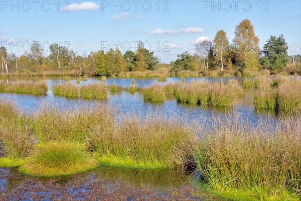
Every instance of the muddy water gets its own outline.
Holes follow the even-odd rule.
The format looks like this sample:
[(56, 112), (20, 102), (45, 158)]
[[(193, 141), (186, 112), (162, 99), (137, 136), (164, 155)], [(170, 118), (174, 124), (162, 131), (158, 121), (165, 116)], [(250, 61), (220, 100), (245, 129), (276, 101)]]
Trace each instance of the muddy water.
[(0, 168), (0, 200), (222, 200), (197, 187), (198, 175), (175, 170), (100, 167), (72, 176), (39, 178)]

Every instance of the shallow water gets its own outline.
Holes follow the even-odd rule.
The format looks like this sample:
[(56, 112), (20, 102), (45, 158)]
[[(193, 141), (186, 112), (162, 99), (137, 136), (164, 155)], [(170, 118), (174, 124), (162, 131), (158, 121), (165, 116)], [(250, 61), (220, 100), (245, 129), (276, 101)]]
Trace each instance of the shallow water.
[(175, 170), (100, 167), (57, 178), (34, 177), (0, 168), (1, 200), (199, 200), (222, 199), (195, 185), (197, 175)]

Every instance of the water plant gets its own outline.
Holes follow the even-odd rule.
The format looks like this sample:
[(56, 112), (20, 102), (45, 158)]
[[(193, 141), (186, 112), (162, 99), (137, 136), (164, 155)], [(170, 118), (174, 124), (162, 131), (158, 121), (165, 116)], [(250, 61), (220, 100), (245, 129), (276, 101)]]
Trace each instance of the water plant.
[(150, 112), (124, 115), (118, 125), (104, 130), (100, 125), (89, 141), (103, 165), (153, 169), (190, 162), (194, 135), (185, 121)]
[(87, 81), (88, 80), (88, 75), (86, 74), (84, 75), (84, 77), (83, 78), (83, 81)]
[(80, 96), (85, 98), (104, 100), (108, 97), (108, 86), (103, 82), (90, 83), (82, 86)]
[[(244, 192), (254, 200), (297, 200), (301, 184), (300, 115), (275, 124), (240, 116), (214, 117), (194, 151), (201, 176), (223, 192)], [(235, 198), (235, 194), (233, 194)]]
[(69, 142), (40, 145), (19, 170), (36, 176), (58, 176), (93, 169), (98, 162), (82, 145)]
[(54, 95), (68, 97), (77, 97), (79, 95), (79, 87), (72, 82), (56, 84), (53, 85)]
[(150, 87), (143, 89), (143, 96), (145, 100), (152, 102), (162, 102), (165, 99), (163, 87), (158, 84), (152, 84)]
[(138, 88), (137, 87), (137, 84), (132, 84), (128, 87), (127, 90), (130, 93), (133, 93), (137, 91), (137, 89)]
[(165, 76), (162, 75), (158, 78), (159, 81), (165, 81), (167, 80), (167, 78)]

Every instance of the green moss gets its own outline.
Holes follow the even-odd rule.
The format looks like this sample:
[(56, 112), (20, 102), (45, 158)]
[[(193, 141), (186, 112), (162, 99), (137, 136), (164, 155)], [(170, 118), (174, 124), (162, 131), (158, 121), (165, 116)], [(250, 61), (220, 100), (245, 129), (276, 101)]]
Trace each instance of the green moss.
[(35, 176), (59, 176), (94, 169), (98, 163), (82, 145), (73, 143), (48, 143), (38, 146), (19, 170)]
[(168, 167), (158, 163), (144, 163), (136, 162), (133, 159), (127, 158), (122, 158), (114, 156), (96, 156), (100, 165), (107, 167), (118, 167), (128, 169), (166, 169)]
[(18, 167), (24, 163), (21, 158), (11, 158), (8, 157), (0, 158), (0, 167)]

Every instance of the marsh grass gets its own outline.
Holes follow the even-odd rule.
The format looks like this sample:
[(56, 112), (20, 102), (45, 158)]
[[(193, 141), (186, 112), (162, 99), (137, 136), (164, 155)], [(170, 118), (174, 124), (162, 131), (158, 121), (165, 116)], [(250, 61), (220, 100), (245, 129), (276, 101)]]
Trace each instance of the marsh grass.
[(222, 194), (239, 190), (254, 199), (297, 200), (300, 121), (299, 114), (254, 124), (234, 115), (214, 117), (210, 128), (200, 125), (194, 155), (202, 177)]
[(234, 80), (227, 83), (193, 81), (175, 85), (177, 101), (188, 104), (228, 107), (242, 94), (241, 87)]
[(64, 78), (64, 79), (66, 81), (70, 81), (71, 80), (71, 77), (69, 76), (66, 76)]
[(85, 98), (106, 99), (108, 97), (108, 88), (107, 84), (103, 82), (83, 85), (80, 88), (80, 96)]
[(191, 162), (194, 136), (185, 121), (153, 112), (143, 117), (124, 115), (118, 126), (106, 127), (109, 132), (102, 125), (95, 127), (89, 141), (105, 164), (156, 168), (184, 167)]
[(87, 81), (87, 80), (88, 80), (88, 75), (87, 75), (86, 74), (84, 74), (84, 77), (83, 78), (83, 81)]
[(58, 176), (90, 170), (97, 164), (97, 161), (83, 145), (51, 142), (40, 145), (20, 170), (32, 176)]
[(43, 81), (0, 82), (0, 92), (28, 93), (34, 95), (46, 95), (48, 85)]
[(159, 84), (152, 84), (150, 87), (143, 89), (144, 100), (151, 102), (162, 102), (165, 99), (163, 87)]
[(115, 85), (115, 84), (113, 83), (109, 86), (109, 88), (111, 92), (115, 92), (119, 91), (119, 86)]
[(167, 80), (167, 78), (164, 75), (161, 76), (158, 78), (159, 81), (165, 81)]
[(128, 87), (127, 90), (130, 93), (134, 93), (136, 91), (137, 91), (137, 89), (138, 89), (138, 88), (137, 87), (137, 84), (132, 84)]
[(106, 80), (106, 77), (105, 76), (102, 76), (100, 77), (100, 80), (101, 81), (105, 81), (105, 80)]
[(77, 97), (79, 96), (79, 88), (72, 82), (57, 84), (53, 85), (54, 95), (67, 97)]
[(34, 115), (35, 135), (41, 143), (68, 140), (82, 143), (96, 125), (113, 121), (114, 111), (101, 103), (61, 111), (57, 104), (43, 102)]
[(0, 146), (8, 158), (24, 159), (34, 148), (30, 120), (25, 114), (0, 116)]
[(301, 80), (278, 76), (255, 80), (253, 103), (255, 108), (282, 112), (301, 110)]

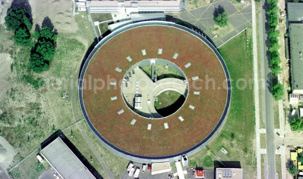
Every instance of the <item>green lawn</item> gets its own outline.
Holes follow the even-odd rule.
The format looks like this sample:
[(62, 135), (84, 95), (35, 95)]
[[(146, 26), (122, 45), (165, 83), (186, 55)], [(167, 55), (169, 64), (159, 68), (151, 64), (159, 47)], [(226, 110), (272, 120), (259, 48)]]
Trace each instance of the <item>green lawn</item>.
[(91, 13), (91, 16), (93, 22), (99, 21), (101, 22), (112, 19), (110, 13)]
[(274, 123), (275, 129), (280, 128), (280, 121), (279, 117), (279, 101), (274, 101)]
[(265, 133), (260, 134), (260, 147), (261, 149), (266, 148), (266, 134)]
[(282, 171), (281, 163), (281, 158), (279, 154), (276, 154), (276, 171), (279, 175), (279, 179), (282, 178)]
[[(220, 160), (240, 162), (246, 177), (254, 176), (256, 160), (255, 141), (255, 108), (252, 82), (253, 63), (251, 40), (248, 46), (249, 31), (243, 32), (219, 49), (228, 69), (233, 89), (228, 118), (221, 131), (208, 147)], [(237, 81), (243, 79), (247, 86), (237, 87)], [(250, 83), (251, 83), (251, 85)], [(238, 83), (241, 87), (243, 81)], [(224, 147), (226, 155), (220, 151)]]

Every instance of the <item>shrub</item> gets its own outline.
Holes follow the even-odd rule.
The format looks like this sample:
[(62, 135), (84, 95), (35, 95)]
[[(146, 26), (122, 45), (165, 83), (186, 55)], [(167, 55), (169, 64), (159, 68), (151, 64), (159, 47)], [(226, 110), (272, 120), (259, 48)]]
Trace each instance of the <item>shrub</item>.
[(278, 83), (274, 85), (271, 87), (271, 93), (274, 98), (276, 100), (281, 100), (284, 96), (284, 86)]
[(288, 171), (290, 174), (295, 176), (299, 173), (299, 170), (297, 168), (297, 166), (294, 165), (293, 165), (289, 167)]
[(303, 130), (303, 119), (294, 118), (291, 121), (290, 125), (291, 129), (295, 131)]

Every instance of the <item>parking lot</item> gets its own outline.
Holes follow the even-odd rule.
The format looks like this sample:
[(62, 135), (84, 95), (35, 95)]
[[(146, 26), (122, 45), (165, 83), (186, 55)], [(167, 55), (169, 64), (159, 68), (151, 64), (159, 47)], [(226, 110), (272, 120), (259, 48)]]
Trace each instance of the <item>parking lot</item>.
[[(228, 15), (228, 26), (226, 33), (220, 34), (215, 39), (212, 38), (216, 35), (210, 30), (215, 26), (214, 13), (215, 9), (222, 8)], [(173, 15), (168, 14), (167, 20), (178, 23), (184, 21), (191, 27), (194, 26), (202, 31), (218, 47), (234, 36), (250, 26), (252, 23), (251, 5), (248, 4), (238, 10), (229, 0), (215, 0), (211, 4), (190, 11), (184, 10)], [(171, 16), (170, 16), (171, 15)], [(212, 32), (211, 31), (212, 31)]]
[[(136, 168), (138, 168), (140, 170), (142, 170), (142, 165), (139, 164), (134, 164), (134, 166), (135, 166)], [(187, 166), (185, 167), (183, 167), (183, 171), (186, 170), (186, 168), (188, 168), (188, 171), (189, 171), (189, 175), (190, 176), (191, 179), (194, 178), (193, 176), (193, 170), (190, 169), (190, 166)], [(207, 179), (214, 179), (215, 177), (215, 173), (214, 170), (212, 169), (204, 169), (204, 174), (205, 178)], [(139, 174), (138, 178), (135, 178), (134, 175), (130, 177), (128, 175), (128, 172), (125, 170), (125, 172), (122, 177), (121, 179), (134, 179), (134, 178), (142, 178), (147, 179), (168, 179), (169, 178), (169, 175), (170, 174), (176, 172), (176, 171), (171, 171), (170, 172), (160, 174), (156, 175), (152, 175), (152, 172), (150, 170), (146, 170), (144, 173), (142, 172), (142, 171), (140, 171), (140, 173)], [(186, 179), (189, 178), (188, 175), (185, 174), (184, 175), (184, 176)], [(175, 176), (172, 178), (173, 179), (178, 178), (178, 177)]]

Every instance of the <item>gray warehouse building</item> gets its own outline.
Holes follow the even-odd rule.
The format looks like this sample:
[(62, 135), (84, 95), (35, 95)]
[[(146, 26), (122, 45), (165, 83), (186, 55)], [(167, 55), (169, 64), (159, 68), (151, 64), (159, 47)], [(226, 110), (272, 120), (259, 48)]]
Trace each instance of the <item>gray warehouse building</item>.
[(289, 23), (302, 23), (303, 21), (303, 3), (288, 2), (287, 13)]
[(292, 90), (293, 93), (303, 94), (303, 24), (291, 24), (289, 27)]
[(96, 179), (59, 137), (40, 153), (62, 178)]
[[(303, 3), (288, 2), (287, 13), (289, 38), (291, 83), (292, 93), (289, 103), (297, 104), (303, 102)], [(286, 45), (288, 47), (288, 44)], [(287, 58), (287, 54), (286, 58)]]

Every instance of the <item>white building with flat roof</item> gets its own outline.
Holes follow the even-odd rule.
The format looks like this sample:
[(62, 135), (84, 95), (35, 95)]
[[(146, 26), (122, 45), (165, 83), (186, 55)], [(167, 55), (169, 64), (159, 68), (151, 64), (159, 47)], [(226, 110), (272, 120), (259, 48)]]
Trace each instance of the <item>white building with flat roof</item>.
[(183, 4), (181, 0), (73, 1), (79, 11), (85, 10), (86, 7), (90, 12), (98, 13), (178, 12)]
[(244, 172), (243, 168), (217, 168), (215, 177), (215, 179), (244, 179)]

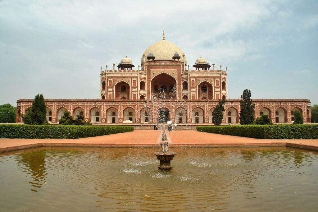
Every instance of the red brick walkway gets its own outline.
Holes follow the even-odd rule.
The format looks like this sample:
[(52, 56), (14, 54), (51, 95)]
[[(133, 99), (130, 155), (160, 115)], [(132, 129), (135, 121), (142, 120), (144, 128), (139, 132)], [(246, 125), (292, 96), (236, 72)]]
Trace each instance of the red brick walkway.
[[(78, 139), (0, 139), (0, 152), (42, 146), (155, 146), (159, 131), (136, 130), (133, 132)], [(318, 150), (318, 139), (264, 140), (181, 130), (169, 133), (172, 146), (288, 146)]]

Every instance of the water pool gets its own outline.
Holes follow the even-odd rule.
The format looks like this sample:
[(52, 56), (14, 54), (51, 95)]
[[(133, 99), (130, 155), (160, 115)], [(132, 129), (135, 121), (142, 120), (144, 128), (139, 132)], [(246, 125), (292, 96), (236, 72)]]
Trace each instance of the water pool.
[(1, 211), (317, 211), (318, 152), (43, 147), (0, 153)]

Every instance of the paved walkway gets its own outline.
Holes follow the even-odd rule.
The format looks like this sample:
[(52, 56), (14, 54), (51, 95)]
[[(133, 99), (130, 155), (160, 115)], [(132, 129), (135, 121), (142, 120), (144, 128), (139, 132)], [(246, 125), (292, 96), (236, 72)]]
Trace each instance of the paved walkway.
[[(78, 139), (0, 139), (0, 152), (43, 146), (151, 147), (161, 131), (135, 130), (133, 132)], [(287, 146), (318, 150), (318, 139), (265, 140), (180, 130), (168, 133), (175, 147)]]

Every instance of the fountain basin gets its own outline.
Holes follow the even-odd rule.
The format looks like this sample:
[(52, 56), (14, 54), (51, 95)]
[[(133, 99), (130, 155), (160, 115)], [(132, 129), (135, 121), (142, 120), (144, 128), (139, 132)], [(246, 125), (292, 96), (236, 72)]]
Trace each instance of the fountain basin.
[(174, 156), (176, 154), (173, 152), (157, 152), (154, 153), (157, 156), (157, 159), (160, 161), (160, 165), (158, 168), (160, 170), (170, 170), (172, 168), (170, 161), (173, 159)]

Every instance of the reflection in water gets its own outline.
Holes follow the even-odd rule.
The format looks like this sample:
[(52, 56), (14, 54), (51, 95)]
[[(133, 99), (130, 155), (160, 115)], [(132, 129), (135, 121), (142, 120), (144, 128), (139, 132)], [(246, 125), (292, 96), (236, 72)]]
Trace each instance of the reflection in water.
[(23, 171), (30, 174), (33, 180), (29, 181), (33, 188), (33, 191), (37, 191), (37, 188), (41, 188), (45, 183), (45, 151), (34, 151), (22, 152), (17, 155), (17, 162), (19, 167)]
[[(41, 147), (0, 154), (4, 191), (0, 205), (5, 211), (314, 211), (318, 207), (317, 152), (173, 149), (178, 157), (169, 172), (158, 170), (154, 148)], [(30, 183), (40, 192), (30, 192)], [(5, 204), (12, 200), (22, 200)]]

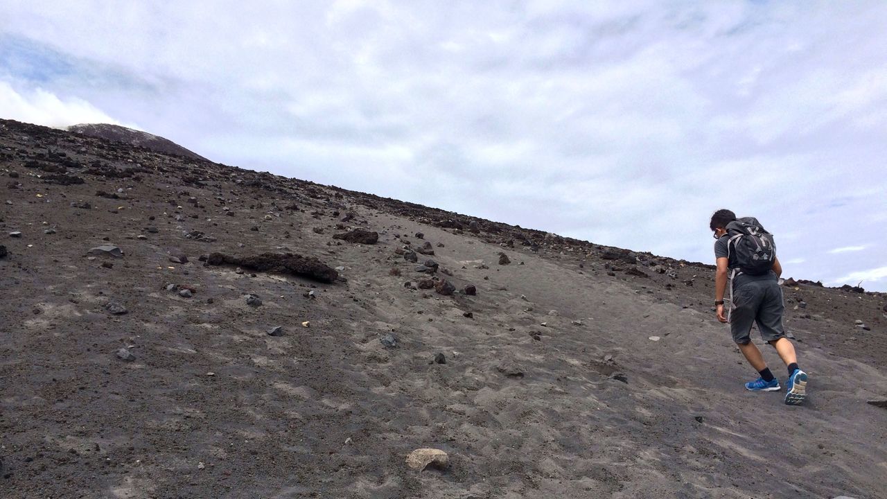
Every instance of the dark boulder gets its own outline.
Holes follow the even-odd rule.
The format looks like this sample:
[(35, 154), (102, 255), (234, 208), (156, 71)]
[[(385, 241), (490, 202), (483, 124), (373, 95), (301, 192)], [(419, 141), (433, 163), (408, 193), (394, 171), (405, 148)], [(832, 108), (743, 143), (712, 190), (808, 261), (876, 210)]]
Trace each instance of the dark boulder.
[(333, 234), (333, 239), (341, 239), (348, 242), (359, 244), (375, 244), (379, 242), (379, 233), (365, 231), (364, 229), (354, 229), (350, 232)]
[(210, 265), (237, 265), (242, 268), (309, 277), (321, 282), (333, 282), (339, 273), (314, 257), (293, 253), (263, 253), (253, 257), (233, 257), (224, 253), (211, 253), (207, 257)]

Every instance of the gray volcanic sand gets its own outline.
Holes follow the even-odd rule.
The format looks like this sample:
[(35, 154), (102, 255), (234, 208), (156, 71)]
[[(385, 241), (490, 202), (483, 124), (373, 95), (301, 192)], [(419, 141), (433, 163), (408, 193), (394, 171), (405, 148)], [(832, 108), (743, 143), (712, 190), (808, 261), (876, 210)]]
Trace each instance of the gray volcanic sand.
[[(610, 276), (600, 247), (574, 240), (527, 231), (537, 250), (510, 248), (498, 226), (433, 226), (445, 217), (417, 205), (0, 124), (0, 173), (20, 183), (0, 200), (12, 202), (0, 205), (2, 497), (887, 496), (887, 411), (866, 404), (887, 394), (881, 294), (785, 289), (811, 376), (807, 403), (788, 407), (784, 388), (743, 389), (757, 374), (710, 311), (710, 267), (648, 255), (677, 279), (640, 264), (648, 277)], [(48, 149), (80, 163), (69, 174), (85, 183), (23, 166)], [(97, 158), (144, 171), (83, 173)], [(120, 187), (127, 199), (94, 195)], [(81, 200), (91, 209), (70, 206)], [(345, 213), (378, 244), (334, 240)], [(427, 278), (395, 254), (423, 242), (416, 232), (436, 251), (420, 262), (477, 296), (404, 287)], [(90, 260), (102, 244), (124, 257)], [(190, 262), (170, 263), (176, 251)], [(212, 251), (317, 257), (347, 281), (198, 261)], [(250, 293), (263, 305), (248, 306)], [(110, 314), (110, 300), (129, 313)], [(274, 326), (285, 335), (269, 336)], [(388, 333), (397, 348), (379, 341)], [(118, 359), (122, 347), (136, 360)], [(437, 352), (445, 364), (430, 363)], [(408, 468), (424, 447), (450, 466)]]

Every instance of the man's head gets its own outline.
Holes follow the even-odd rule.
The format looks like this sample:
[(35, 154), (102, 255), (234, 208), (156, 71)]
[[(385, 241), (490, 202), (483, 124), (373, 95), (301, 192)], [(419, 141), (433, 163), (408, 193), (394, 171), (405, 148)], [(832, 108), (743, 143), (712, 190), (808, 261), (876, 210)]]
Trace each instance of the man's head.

§ **YOUR OBJECTIVE**: From the line holding "Every instance of the gray" to the last line of the records, quote each line exactly and add nothing.

§ **SOLUTION FOR THIS TASK**:
Every instance of the gray volcanic sand gets its own outline.
Holes follow the even-odd rule.
The format looks like this sample:
[(35, 154), (102, 255), (234, 208), (156, 71)]
[[(385, 241), (490, 202), (483, 124), (373, 95), (301, 192)], [(419, 141), (433, 163), (408, 193), (394, 171), (405, 148)], [(832, 108), (743, 143), (712, 190), (808, 261), (876, 210)]]
Trace each instance of the gray volcanic sand.
[[(610, 276), (600, 247), (574, 240), (527, 231), (537, 250), (510, 248), (498, 226), (433, 226), (445, 217), (417, 205), (0, 124), (0, 173), (20, 183), (0, 200), (12, 202), (0, 205), (2, 497), (887, 496), (887, 411), (866, 404), (887, 394), (881, 294), (785, 289), (811, 376), (807, 403), (788, 407), (784, 388), (743, 389), (757, 374), (710, 311), (710, 267), (648, 255), (677, 279), (640, 264), (648, 277)], [(48, 149), (80, 163), (69, 174), (85, 183), (23, 166)], [(97, 158), (144, 171), (83, 173)], [(120, 187), (127, 199), (94, 195)], [(81, 200), (91, 209), (70, 206)], [(345, 213), (378, 244), (334, 240)], [(427, 278), (395, 254), (423, 242), (416, 232), (436, 251), (420, 262), (477, 296), (404, 287)], [(90, 260), (102, 244), (124, 257)], [(190, 262), (170, 263), (176, 251)], [(212, 251), (317, 257), (347, 281), (198, 261)], [(250, 293), (263, 305), (248, 306)], [(110, 314), (110, 300), (129, 313)], [(274, 326), (285, 335), (269, 336)], [(388, 333), (397, 348), (379, 341)], [(118, 359), (122, 347), (136, 360)], [(437, 352), (445, 364), (430, 363)], [(408, 468), (424, 447), (450, 466)]]

Every instance of the man's head gets its own outline.
Holes follow the even-odd rule.
The format looks like this sample:
[(35, 154), (102, 255), (234, 208), (156, 71)]
[[(385, 241), (490, 202), (483, 124), (373, 95), (301, 192)], [(419, 141), (433, 163), (408, 193), (394, 171), (405, 148)], [(832, 108), (743, 143), (712, 190), (808, 261), (876, 210)]]
Trace each instance of the man's head.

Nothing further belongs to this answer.